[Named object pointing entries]
# # # # #

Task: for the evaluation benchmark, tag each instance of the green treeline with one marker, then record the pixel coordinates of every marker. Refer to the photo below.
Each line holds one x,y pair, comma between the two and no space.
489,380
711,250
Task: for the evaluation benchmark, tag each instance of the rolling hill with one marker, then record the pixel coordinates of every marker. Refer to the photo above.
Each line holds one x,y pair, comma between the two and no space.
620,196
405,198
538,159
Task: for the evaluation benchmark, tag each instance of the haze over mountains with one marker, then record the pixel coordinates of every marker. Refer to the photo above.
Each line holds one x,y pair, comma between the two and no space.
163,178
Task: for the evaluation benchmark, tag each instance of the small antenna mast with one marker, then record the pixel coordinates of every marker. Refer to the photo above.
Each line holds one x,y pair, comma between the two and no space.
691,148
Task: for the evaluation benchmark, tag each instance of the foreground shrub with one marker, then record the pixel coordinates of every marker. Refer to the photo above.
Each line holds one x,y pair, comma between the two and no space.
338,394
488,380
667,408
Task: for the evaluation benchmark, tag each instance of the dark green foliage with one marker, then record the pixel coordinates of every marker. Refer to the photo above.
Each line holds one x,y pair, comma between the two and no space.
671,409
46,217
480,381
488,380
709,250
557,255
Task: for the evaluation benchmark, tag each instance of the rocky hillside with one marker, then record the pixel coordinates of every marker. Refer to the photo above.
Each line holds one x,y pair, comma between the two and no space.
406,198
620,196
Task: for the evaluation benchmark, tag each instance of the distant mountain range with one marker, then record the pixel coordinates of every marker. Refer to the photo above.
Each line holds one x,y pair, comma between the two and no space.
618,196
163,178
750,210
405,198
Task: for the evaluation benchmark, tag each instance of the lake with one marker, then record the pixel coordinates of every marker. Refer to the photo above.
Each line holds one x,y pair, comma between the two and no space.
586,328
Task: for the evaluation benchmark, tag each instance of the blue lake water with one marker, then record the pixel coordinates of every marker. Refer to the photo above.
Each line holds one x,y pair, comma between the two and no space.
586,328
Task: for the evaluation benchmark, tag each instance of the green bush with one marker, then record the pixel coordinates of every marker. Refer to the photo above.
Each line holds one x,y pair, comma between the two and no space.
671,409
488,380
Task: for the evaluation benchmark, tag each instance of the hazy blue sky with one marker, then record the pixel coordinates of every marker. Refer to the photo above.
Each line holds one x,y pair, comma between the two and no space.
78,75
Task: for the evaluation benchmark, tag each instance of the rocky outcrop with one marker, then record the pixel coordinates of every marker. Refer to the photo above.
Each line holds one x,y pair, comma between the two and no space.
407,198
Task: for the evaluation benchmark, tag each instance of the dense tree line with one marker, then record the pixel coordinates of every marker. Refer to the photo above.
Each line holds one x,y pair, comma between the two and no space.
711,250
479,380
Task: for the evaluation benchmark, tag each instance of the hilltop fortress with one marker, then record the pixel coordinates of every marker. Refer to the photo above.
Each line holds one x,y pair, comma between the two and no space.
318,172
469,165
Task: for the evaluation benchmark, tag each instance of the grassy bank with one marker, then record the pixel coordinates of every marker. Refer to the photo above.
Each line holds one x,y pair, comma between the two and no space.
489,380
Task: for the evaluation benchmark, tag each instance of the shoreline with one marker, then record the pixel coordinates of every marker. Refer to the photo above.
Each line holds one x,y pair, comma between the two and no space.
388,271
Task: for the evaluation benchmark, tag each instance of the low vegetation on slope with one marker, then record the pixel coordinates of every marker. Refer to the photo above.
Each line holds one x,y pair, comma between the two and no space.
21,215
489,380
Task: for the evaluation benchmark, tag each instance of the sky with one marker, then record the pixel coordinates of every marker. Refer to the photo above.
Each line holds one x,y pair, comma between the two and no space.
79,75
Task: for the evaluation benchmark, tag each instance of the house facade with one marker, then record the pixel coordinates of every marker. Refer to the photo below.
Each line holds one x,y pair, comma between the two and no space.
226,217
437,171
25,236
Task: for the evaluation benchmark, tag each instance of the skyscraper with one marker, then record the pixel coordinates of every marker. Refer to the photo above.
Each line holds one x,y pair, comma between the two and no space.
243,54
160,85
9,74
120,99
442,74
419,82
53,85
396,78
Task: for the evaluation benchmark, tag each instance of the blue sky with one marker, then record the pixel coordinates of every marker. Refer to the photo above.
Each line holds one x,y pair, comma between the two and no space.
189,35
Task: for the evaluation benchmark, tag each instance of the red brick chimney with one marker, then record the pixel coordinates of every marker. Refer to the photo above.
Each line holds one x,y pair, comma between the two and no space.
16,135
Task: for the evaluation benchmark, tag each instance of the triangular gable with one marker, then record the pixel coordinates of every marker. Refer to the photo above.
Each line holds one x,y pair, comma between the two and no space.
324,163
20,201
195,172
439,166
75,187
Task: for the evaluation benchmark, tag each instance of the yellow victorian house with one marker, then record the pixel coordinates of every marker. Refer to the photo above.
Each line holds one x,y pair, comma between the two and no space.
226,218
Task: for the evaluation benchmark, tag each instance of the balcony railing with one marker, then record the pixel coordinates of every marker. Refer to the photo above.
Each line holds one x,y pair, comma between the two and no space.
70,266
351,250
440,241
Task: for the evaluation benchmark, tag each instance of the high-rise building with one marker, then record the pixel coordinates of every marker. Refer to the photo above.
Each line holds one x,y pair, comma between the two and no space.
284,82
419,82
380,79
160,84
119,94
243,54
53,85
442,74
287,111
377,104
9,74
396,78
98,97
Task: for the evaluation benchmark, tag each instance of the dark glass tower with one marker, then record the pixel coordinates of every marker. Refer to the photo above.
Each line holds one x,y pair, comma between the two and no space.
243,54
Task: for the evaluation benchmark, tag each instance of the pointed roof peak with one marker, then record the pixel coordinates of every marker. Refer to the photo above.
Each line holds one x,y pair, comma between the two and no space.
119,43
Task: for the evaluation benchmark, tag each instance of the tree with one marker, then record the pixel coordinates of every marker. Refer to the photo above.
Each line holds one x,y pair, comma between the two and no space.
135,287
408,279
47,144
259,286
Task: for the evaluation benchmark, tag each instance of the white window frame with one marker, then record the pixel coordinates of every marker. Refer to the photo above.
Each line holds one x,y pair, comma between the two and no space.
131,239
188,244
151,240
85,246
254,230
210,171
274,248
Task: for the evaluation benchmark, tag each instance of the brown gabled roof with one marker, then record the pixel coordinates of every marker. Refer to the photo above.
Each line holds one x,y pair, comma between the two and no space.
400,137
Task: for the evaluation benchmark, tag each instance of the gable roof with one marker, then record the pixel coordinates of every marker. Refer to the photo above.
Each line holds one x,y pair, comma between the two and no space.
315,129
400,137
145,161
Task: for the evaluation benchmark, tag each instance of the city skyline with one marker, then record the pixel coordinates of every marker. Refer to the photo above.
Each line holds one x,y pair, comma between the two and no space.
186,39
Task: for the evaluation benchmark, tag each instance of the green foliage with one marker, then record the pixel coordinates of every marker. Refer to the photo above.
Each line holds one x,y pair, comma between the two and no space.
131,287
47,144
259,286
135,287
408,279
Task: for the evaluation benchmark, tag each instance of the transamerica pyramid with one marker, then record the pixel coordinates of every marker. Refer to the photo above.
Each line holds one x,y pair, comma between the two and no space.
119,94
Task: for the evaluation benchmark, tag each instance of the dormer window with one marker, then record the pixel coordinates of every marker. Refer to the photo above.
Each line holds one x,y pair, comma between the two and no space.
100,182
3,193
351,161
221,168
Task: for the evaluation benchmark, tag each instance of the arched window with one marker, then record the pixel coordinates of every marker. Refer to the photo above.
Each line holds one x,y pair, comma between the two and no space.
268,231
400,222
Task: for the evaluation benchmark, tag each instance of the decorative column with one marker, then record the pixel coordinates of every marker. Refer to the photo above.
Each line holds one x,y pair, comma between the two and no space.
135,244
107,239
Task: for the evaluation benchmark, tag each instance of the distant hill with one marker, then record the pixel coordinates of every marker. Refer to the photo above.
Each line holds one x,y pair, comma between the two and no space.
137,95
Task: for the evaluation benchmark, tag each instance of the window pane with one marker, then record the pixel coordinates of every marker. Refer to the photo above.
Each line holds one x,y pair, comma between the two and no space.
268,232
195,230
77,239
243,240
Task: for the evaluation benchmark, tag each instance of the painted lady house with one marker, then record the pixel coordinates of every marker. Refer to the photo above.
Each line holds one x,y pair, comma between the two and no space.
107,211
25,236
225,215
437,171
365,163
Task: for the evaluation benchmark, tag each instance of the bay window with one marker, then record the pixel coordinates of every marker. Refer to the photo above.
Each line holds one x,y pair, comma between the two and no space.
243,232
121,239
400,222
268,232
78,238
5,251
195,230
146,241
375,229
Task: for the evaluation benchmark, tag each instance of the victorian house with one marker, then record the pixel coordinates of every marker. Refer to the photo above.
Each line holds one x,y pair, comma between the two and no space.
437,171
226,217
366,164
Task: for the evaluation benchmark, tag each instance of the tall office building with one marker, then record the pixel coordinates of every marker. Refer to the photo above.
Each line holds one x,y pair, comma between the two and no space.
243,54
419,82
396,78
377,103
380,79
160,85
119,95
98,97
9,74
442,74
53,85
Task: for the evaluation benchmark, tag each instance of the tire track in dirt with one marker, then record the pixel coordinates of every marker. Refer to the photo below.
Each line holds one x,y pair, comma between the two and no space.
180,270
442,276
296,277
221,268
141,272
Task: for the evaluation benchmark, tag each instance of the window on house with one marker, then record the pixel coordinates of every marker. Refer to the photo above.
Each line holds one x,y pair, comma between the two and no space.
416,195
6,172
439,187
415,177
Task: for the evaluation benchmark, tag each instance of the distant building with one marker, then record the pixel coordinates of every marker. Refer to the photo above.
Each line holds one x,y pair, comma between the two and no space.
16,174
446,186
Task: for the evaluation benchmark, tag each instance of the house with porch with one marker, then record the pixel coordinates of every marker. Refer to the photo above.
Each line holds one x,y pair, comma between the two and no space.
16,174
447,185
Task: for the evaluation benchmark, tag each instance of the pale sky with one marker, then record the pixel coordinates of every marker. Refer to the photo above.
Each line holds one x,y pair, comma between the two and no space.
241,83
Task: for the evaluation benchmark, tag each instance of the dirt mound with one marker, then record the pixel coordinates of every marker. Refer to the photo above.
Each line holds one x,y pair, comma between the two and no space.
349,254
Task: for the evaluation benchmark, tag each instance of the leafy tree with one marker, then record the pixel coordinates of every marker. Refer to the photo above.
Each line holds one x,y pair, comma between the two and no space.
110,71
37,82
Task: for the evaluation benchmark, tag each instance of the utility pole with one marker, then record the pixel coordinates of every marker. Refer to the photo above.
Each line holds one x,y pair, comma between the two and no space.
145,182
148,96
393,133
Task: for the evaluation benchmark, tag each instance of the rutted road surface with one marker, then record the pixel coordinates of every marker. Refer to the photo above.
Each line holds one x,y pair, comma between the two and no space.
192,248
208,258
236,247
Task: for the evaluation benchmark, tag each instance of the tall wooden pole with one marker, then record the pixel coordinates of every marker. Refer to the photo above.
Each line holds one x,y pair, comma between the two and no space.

# # # # #

PROBLEM STATEMENT:
Give back exactly the lines that run from the line with "of the utility" through the close of the material, counting both ends, and nothing more.

ANSWER TO THE PROBLEM:
Task: for the evaluation benchmark, tag each instance of the utility pole with one marker, then record the pixel coordinates of every marker. Refer to the photo above.
Each line holds one x,y pair, comma between the two and no space.
145,182
148,96
393,133
Task: for the evaluation benchmark, tag each instance of the rutted road surface with one marker, then record the pixel coordinates of every marker. Refer to the photo above.
Each line holds one x,y pair, comma between the two and no space.
192,248
208,258
236,247
Task: for the evaluation benchmark, tag each instance of the tall wooden pole with one marker, then record the pixel coordinates of every marker. Refer to the photo above.
Each line holds one x,y pair, comma between the two and no space.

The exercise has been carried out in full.